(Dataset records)
>> Start
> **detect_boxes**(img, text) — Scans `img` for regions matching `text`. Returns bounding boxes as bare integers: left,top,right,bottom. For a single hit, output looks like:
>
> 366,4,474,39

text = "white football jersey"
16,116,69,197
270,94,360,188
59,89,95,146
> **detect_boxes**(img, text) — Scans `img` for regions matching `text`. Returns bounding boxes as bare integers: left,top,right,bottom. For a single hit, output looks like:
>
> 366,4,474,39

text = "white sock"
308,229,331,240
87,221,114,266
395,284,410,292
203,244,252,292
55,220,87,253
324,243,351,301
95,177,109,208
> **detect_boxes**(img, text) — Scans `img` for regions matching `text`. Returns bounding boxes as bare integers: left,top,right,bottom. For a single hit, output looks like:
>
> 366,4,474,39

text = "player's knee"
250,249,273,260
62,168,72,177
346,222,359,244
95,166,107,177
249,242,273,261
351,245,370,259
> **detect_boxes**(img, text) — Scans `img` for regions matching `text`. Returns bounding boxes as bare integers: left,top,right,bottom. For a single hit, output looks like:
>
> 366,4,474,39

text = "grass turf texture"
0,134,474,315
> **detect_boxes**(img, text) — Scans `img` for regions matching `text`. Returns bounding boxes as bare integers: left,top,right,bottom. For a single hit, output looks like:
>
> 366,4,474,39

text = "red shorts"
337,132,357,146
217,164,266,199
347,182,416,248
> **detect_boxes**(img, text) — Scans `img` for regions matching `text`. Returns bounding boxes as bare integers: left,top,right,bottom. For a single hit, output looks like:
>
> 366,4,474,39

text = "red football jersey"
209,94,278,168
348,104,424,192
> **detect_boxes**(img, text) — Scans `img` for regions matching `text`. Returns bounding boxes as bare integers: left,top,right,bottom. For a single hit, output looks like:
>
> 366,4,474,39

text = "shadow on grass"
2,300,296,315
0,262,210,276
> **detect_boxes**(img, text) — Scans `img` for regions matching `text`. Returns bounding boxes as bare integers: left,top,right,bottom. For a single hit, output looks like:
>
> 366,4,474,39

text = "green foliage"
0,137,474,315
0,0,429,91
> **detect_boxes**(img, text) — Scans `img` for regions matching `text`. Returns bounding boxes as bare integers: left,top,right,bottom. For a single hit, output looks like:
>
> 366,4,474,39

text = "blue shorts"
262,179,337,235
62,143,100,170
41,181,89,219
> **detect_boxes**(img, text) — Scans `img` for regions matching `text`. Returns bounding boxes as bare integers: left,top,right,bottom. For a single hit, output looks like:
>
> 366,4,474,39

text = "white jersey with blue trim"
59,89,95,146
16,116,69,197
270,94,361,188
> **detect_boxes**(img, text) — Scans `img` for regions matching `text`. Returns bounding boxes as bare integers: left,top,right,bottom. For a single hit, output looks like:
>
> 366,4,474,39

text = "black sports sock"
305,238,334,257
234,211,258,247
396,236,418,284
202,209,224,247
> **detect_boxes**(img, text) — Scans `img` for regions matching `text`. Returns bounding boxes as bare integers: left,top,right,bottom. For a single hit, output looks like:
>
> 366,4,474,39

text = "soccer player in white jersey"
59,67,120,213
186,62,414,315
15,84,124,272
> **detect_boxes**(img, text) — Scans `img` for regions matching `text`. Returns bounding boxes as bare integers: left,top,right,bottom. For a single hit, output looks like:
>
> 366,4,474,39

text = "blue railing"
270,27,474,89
>> End
• [Set problem] Extract each line of the entries above that contains the string "blue". The match is case-sensitive.

• [Response to this exercise]
text = "blue shorts"
text = "white jersey with blue trim"
text = "blue railing"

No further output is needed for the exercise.